#### THE REQUEST
Copy the records below word for word and line for line, leaving out the pictures.
== RECORDS PROVIDED
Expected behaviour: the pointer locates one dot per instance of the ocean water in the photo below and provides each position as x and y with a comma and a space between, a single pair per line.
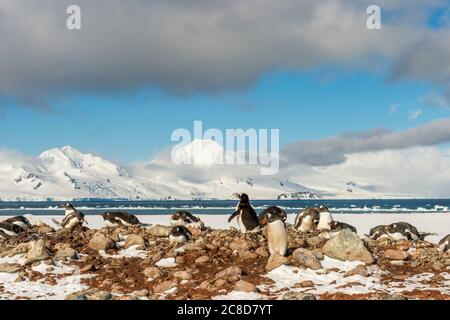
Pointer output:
94, 207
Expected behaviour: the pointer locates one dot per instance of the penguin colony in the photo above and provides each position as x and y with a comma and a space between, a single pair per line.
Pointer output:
272, 220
====
#### RESULT OF THE EXERCISE
Expected behaviour: the pointer locates one dot per instance of the ocean water in the photo below and provides each position as x and y with a comma and a space between, a single pair per line.
Pointer output:
94, 207
Expected behaviour: the pointer locates one dot per instance of the penguin colony in the photo above and provides each position as x and y with a comma and a space between, a single pair per line.
Pointer output:
272, 220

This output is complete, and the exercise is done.